(PROBLEM TO SOLVE):
Return every line of the items below that contains the word "jacket", matching case exactly.

(GIVEN DATA):
+++
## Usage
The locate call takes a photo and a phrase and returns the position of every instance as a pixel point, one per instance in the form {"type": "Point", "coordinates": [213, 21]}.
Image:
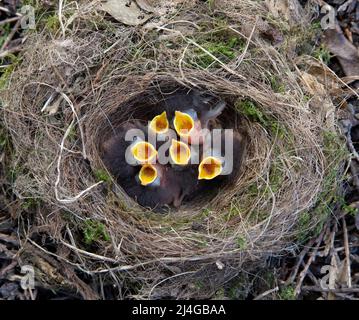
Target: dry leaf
{"type": "Point", "coordinates": [313, 86]}
{"type": "Point", "coordinates": [291, 10]}
{"type": "Point", "coordinates": [343, 49]}
{"type": "Point", "coordinates": [147, 5]}
{"type": "Point", "coordinates": [125, 12]}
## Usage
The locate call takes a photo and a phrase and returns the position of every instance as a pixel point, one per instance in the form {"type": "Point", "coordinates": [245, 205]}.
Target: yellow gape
{"type": "Point", "coordinates": [143, 152]}
{"type": "Point", "coordinates": [159, 124]}
{"type": "Point", "coordinates": [180, 153]}
{"type": "Point", "coordinates": [148, 174]}
{"type": "Point", "coordinates": [209, 168]}
{"type": "Point", "coordinates": [183, 124]}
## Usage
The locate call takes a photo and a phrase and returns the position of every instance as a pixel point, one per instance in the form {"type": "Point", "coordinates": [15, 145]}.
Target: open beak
{"type": "Point", "coordinates": [143, 152]}
{"type": "Point", "coordinates": [209, 168]}
{"type": "Point", "coordinates": [148, 174]}
{"type": "Point", "coordinates": [183, 124]}
{"type": "Point", "coordinates": [180, 153]}
{"type": "Point", "coordinates": [159, 124]}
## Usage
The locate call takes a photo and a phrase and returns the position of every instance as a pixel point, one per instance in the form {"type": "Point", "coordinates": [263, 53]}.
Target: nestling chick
{"type": "Point", "coordinates": [113, 151]}
{"type": "Point", "coordinates": [190, 113]}
{"type": "Point", "coordinates": [156, 185]}
{"type": "Point", "coordinates": [222, 158]}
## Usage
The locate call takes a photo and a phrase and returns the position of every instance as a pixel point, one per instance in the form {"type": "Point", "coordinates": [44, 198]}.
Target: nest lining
{"type": "Point", "coordinates": [281, 180]}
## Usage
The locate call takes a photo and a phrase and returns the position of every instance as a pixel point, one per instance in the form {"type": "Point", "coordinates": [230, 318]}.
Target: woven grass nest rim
{"type": "Point", "coordinates": [288, 163]}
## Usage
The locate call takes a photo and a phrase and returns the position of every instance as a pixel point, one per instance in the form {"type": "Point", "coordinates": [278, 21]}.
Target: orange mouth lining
{"type": "Point", "coordinates": [148, 174]}
{"type": "Point", "coordinates": [180, 152]}
{"type": "Point", "coordinates": [143, 151]}
{"type": "Point", "coordinates": [209, 168]}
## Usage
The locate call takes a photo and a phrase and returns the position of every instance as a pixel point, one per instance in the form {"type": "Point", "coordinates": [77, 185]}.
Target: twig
{"type": "Point", "coordinates": [11, 35]}
{"type": "Point", "coordinates": [247, 45]}
{"type": "Point", "coordinates": [319, 289]}
{"type": "Point", "coordinates": [265, 293]}
{"type": "Point", "coordinates": [299, 262]}
{"type": "Point", "coordinates": [309, 262]}
{"type": "Point", "coordinates": [169, 278]}
{"type": "Point", "coordinates": [9, 20]}
{"type": "Point", "coordinates": [347, 253]}
{"type": "Point", "coordinates": [5, 53]}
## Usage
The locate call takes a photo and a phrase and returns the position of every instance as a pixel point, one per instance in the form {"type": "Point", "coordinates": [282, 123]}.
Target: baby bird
{"type": "Point", "coordinates": [155, 186]}
{"type": "Point", "coordinates": [121, 157]}
{"type": "Point", "coordinates": [190, 113]}
{"type": "Point", "coordinates": [222, 156]}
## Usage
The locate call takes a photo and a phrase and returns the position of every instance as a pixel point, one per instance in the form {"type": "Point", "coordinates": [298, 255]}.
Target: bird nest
{"type": "Point", "coordinates": [68, 94]}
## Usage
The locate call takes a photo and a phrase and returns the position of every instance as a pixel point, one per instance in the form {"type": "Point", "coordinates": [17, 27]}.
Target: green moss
{"type": "Point", "coordinates": [102, 175]}
{"type": "Point", "coordinates": [287, 293]}
{"type": "Point", "coordinates": [5, 73]}
{"type": "Point", "coordinates": [276, 85]}
{"type": "Point", "coordinates": [31, 203]}
{"type": "Point", "coordinates": [323, 54]}
{"type": "Point", "coordinates": [52, 23]}
{"type": "Point", "coordinates": [241, 243]}
{"type": "Point", "coordinates": [349, 210]}
{"type": "Point", "coordinates": [94, 231]}
{"type": "Point", "coordinates": [224, 51]}
{"type": "Point", "coordinates": [250, 110]}
{"type": "Point", "coordinates": [4, 32]}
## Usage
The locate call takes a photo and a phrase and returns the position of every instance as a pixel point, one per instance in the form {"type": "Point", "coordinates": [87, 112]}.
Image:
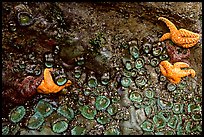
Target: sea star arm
{"type": "Point", "coordinates": [187, 33]}
{"type": "Point", "coordinates": [187, 72]}
{"type": "Point", "coordinates": [181, 65]}
{"type": "Point", "coordinates": [187, 54]}
{"type": "Point", "coordinates": [163, 70]}
{"type": "Point", "coordinates": [188, 45]}
{"type": "Point", "coordinates": [175, 81]}
{"type": "Point", "coordinates": [169, 24]}
{"type": "Point", "coordinates": [48, 77]}
{"type": "Point", "coordinates": [165, 36]}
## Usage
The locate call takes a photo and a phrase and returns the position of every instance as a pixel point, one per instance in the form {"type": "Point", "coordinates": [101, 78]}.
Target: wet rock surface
{"type": "Point", "coordinates": [88, 40]}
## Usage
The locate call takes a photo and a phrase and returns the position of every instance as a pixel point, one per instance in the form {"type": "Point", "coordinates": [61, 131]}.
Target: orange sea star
{"type": "Point", "coordinates": [48, 86]}
{"type": "Point", "coordinates": [174, 73]}
{"type": "Point", "coordinates": [181, 37]}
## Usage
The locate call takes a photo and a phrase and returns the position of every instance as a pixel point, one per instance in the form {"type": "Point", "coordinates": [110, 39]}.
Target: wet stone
{"type": "Point", "coordinates": [125, 81]}
{"type": "Point", "coordinates": [35, 121]}
{"type": "Point", "coordinates": [113, 108]}
{"type": "Point", "coordinates": [193, 108]}
{"type": "Point", "coordinates": [17, 114]}
{"type": "Point", "coordinates": [25, 18]}
{"type": "Point", "coordinates": [173, 121]}
{"type": "Point", "coordinates": [5, 130]}
{"type": "Point", "coordinates": [149, 93]}
{"type": "Point", "coordinates": [77, 130]}
{"type": "Point", "coordinates": [112, 131]}
{"type": "Point", "coordinates": [159, 121]}
{"type": "Point", "coordinates": [139, 63]}
{"type": "Point", "coordinates": [141, 81]}
{"type": "Point", "coordinates": [154, 62]}
{"type": "Point", "coordinates": [178, 108]}
{"type": "Point", "coordinates": [66, 112]}
{"type": "Point", "coordinates": [135, 97]}
{"type": "Point", "coordinates": [44, 108]}
{"type": "Point", "coordinates": [147, 126]}
{"type": "Point", "coordinates": [92, 82]}
{"type": "Point", "coordinates": [60, 126]}
{"type": "Point", "coordinates": [171, 87]}
{"type": "Point", "coordinates": [102, 102]}
{"type": "Point", "coordinates": [88, 112]}
{"type": "Point", "coordinates": [105, 78]}
{"type": "Point", "coordinates": [134, 51]}
{"type": "Point", "coordinates": [103, 118]}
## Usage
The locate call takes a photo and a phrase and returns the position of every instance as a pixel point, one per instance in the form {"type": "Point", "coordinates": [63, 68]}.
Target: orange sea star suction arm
{"type": "Point", "coordinates": [165, 36]}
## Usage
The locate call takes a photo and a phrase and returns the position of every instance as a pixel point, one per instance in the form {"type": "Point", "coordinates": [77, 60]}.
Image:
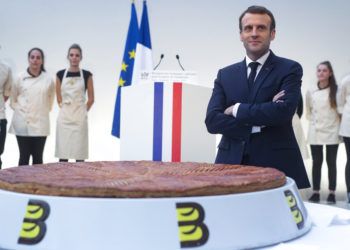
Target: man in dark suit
{"type": "Point", "coordinates": [253, 103]}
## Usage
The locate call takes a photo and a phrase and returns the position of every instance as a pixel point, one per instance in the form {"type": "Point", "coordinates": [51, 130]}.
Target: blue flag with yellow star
{"type": "Point", "coordinates": [125, 78]}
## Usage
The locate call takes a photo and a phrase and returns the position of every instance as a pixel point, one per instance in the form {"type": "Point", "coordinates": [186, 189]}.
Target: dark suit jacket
{"type": "Point", "coordinates": [275, 146]}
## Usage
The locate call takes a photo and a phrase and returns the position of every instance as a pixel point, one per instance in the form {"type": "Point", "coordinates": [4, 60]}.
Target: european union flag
{"type": "Point", "coordinates": [125, 78]}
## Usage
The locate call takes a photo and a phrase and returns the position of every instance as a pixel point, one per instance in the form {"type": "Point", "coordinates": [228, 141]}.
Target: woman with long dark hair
{"type": "Point", "coordinates": [324, 122]}
{"type": "Point", "coordinates": [343, 101]}
{"type": "Point", "coordinates": [31, 98]}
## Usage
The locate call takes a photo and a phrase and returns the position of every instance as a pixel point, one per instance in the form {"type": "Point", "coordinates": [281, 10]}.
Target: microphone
{"type": "Point", "coordinates": [160, 60]}
{"type": "Point", "coordinates": [178, 60]}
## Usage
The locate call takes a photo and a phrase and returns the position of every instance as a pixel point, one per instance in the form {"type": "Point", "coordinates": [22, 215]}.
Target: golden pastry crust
{"type": "Point", "coordinates": [138, 179]}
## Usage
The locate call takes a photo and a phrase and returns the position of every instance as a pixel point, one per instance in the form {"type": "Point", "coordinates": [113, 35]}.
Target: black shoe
{"type": "Point", "coordinates": [315, 197]}
{"type": "Point", "coordinates": [331, 199]}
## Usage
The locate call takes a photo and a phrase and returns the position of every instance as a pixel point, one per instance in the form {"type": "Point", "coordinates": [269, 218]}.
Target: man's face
{"type": "Point", "coordinates": [256, 34]}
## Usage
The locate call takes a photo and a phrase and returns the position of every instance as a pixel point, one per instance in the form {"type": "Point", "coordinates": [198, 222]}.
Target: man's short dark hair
{"type": "Point", "coordinates": [255, 9]}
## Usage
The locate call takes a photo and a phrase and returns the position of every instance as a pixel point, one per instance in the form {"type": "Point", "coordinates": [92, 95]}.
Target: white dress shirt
{"type": "Point", "coordinates": [32, 99]}
{"type": "Point", "coordinates": [261, 61]}
{"type": "Point", "coordinates": [5, 87]}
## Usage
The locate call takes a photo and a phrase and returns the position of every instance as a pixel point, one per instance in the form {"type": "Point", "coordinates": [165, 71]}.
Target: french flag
{"type": "Point", "coordinates": [143, 58]}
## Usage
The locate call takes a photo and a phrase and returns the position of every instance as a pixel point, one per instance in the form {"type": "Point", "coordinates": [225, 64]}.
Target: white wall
{"type": "Point", "coordinates": [203, 32]}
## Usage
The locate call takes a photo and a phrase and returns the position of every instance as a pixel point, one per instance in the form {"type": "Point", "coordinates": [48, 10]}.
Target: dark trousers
{"type": "Point", "coordinates": [3, 124]}
{"type": "Point", "coordinates": [31, 146]}
{"type": "Point", "coordinates": [347, 166]}
{"type": "Point", "coordinates": [317, 160]}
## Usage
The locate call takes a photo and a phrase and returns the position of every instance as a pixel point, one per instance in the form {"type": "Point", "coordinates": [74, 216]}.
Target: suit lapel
{"type": "Point", "coordinates": [263, 73]}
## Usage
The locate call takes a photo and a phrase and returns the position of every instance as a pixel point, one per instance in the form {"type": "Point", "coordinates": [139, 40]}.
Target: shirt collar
{"type": "Point", "coordinates": [261, 60]}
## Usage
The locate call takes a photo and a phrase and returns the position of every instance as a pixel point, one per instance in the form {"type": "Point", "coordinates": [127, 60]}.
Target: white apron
{"type": "Point", "coordinates": [72, 126]}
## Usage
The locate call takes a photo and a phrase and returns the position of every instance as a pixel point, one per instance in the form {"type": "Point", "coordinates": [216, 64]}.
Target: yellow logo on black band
{"type": "Point", "coordinates": [192, 231]}
{"type": "Point", "coordinates": [34, 227]}
{"type": "Point", "coordinates": [296, 212]}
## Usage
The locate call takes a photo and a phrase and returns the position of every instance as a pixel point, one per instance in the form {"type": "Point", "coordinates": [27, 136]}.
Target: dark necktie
{"type": "Point", "coordinates": [253, 67]}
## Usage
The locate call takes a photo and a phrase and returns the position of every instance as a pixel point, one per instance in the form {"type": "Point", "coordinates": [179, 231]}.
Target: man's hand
{"type": "Point", "coordinates": [278, 96]}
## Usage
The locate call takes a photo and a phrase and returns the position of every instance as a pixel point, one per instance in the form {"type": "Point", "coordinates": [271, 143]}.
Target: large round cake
{"type": "Point", "coordinates": [134, 179]}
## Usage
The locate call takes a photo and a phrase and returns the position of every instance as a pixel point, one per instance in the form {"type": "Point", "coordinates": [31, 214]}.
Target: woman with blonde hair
{"type": "Point", "coordinates": [72, 122]}
{"type": "Point", "coordinates": [321, 111]}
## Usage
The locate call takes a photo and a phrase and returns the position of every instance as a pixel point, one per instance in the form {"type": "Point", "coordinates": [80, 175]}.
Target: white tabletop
{"type": "Point", "coordinates": [330, 230]}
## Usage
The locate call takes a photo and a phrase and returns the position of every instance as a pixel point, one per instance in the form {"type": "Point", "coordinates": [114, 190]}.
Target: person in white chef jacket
{"type": "Point", "coordinates": [72, 122]}
{"type": "Point", "coordinates": [5, 88]}
{"type": "Point", "coordinates": [32, 96]}
{"type": "Point", "coordinates": [324, 120]}
{"type": "Point", "coordinates": [343, 102]}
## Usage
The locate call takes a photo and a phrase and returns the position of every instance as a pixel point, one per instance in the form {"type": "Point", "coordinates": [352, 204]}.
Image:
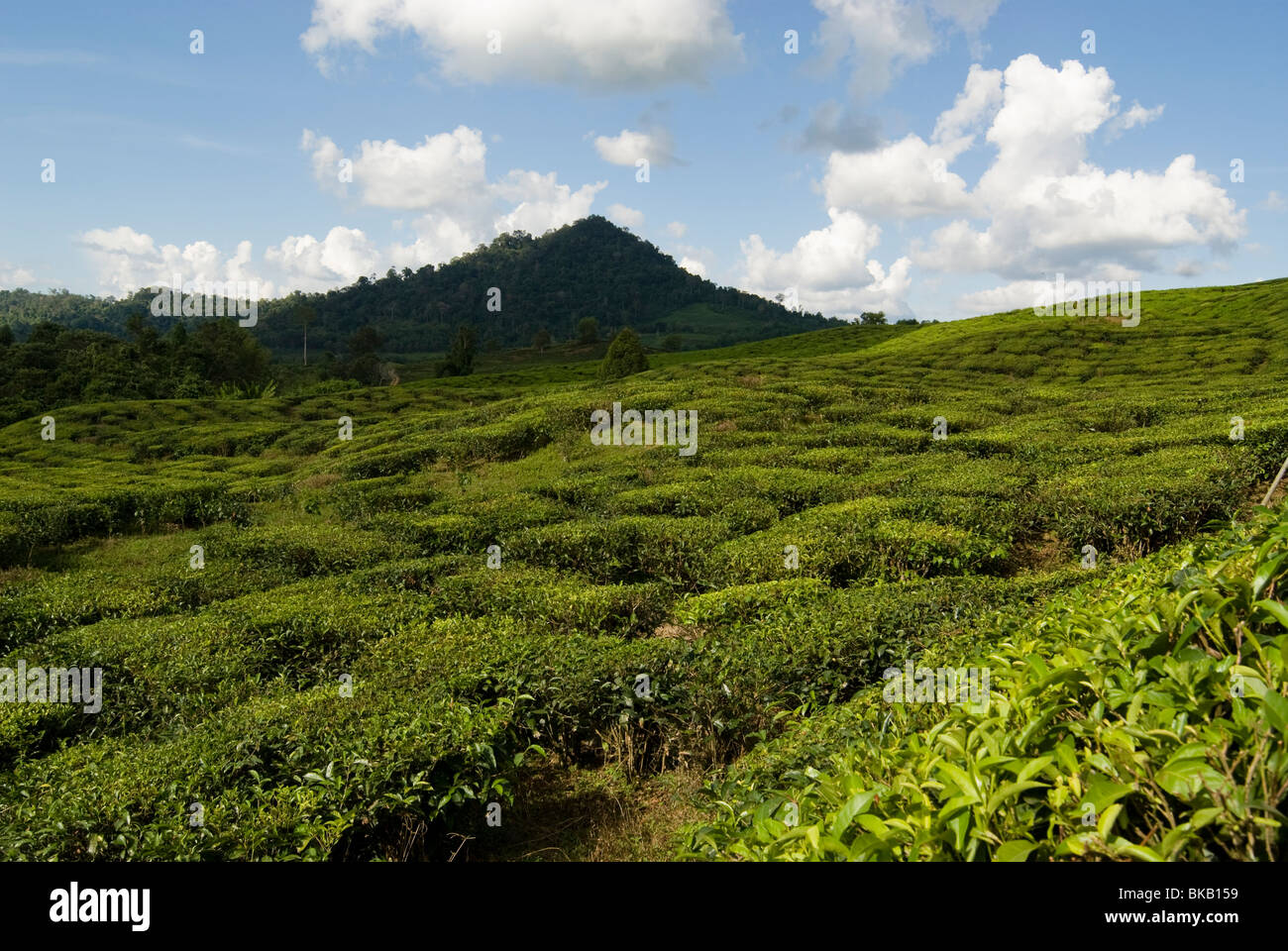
+++
(ANSWER):
Target: dark suit jacket
Target: person in white chef jacket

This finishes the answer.